**Work order 1**
Answer these from the article about a cloud service that helps labs manage data:
(a) At what age was Jonathan Hirsch at a university lab learning to put fluid in pipettes and make gels?
(b) Which university granted Hirsch his master's degree?
(c) What tools did researchers and doctors use to track drug trials?
**Work order 2**
Pick up the article about a cloud service that helps labs manage data after its final sentence and continue it.

**Document text**
San Francisco Chronicle

Cloud service helps labs manage data

- By Ashlee Vance

At the age of 7, while other kids were fiddling with Legos, Jonathan Hirsch found himself at a university lab learning the basics behind putting fluid in pipettes and making gels. Five years later, Hirsch began conducting pharmacolo­gy experiment­s.

It’s the sort of thing that can happen when much of your immediate family is made up of university researcher­s and doctors performing clinical trials.

“I’ve just always loved doing research,” said Hirsch, now 27.

As an undergradu­ate at the University of Chicago, Hirsch focused on biology and then honed his neuroscien­ce chops while getting a master’s degree from Stanford University. He also worked at Avocet Polymer Technologi­es and Abbott Laboratori­es — a pair of pharmaceut­ical companies.

Hirsch grew frustrated by the antiquated technology tools at the disposal of researcher­s and doctors. They kept track of drug trials with Excel spreadshee­ts and PowerPoint slides. When new results arrived, the researcher­s updates informatio­n manually.

**Information supplied**
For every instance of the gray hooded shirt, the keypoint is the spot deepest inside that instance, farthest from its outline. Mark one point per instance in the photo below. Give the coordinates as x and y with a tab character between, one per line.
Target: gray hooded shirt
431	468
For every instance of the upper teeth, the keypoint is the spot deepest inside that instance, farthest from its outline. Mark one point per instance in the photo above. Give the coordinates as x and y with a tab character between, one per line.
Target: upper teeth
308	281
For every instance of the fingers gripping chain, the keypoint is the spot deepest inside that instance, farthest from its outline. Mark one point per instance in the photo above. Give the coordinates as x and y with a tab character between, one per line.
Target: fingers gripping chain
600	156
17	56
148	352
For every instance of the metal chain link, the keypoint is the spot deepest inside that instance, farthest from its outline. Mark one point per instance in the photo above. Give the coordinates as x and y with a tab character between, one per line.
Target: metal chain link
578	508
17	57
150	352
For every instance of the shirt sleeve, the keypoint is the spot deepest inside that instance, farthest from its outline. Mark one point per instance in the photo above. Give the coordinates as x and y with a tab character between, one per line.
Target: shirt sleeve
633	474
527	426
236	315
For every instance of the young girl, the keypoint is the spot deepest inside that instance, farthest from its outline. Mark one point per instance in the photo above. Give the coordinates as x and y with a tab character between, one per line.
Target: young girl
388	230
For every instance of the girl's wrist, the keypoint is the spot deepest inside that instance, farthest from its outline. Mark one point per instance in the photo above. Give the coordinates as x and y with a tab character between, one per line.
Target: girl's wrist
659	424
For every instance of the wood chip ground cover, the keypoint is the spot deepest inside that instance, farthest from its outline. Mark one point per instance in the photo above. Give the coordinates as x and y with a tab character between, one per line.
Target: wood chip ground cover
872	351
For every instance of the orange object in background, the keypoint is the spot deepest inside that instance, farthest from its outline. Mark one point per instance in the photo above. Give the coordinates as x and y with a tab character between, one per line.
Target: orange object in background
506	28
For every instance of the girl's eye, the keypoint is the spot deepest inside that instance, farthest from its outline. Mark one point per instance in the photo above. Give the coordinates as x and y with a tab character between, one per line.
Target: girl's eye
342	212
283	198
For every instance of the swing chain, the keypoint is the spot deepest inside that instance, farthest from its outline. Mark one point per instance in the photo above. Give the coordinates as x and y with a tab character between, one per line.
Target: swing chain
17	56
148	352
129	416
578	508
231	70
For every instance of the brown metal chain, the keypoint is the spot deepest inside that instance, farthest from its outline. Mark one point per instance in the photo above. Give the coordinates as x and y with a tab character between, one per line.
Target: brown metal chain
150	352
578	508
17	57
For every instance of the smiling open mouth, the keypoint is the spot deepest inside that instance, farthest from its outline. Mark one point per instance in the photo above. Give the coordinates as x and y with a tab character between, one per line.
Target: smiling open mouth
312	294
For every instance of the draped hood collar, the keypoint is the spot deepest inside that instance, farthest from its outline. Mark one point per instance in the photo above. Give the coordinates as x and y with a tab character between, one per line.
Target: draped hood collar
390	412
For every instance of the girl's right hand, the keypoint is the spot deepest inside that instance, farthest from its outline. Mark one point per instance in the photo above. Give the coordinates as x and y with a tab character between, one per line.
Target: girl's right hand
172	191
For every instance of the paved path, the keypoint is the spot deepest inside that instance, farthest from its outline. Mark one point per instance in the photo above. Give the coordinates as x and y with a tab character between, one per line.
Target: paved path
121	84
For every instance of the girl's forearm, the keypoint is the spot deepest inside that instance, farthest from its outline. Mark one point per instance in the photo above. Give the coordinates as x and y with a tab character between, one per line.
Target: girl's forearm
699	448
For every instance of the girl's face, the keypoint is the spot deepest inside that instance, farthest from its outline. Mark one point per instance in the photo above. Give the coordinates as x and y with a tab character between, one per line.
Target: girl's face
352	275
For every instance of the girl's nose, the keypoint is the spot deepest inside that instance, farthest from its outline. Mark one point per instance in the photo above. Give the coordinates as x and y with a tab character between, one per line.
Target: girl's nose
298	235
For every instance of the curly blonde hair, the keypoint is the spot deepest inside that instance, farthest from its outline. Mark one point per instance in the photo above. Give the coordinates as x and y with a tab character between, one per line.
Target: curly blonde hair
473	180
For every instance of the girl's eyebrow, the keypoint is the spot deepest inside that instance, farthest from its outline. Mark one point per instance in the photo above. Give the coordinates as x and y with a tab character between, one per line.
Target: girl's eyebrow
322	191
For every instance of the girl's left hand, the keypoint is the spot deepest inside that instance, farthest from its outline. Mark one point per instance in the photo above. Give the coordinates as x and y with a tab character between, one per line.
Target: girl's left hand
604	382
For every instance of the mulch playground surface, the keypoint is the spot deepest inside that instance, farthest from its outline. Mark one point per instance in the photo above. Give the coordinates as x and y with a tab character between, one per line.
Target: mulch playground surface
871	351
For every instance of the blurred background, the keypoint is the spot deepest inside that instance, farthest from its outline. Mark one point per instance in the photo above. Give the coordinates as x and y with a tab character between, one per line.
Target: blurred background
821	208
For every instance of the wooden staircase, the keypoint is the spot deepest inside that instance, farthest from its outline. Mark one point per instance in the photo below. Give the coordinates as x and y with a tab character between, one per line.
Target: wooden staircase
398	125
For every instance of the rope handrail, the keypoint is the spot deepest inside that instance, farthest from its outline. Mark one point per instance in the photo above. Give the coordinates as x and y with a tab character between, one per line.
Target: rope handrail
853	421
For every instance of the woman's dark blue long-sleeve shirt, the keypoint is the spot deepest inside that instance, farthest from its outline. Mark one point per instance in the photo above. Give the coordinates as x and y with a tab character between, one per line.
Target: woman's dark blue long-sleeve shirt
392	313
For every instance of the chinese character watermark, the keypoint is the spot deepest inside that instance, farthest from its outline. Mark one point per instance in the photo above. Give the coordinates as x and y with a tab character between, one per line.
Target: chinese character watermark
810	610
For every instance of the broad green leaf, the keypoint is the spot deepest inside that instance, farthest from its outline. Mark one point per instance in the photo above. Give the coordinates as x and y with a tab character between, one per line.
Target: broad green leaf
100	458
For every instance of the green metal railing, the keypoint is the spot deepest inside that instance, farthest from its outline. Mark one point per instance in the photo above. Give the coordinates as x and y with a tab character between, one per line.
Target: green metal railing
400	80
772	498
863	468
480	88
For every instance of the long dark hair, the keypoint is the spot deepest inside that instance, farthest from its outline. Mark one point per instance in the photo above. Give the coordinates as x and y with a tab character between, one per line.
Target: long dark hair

**Written answer 1**
(a) 7
(b) Stanford University
(c) Excel spreadsheets and PowerPoint slides

**Written answer 2**
“There was just such poor use of informatio­n,” Hirsch said.

In 2008, Hirsch decided to leave the laboratory and start a company to fix the problems he saw. He and a handful of young, like-minded scientists and engineers formed Syapse, a startup that would create a cloud-computing service aimed at biotech and pharmaceut­ical companies, scientists and doctors. The goal was to provide these groups a contempora­ry way to manage data gathered through experiment­s and trials and to analyze that informatio­n.

“All of the people in our company are young scientists who grew up with Facebook, Basecamp and LinkedIn,” Hirsch said. “We know what modern Web software can do to help us organize our lives.”

Syapse has built a layer of software that helps organizati­ons collect and categorize data from a wide variety of scientific instrument­s, and to structure the data in a common way. It then sells services tailored for specific tasks on top of that core product. One of the first is called Discovery, designed to collect and analyze genetic data.

“A scientist can do research on a set of patients and specimens and set up a sequencing workflow that will keep track of the results,” Hirsch said. “He can then tie the results into studies on related gene sequences and generate reports based on the data.”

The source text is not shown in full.